- PREGUNTAS -
- A) Según el texto sobre las elecciones, ¿qué conmocionó a los tres partidos históricos de México? Respóndelo en una a tres oraciones.
- B) Anota todas las siglas de partidos políticos que aparecen en el texto sobre las elecciones.
- C) Sigue escribiendo el texto sobre las elecciones justo después de su última oración.

- FRAGMENTO DEL TEXTO -
########################################
Las elecciones presidenciales y legislativas del primero de julio, en las que también se renovaron ocho gubernaturas y la jefatura de Gobierno de Ciudad de México, decíamos en la colaboración anterior, tuvieron un impacto descomunal y desarticularon el sistema de partidos. Hay que refundar ese sistema, rehacerlo desde la raíz, mirando al futuro.

El desafío es para las tres formaciones históricas de México: PRI, PAN y PRD, organizaciones que orientaron por décadas el sentido del voto de los mexicanos, centro, derecha e izquierda; uno desde 1929 como PNR, otro desde 1939 y otro como PCM, ya con registro legal desde 1977.

A los tres partidos los conmocionó el voto de una ciudadanía crítica de las formas establecidas, demandante de un mensaje directo y llano, y los resultados están a la vista, desfavorables en grado distinto para todos ellos. Cada quien tomará las medidas pertinentes en su momento, desde los clamores de sus propias bases y cuadros, pero eso no impide hacer un corte de caja desde la reflexión y el análisis político.
########################################
- DATOS EXTRAÍDOS -
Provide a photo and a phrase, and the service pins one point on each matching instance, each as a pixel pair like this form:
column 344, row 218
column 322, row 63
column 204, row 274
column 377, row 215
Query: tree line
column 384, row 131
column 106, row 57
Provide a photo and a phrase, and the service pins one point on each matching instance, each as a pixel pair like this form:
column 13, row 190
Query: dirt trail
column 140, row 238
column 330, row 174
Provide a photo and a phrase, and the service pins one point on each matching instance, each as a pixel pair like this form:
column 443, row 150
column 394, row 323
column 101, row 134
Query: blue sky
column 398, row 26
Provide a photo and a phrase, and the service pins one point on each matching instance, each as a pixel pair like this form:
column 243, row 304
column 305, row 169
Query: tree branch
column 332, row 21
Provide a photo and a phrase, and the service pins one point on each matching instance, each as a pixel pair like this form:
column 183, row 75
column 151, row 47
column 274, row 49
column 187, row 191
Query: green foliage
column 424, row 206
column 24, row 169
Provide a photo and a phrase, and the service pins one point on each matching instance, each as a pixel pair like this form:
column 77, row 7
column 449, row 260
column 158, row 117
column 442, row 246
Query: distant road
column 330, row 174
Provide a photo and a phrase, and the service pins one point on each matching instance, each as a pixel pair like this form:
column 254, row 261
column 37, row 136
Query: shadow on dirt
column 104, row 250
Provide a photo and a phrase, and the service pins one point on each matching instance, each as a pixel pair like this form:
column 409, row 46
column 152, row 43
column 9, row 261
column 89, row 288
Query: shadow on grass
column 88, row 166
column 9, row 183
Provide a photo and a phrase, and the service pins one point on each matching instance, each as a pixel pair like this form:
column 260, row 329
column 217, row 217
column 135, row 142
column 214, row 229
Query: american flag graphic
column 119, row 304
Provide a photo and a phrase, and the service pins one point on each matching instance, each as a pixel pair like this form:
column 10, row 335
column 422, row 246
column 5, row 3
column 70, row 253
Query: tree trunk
########################################
- RESPUESTAS EN ORDEN -
- A) Los conmocionó el voto de una ciudadanía crítica de las formas establecidas, que exigía un mensaje directo y llano.

- B) PRI, PAN, PRD, PNR, PCM

- C)
Quiero centrarme en el PRI, partido que desaprovechó el enorme activo que significó haber logrado construir en los dos primeros años de un gobierno con visión de futuro y capacidad de operación política, los consensos necesarios para que, desde el Pacto por México, se impulsaran reformas de fondo después de años, y aún décadas, de parálisis legislativa y gobiernos divididos.

Gobiernos y legislaturas pasaron desde 1997, cuando el PRI perdió la mayoría absoluta en el Congreso, sin que pudieran aprobarse reformas que exigían mayorías calificadas y no anulación de unas fuerzas por otras. Ese punto muerto, en donde todos los actores políticos perdían pero sobre todo perdían los mexicanos, lo pudo romper este gobierno en funciones, con el concurso corresponsable de las principales fuerzas políticas.

Ese activo de un gobierno abierto y volcado a la modernidad, que auspició 14 reformas estructurales y muchas enmiendas más a leyes secundarias, no se continuó y mucho menos se capitalizó en la jornada que renovó los poderes federales y más de un cuarto del total de estatales, ejecutivos y congresos.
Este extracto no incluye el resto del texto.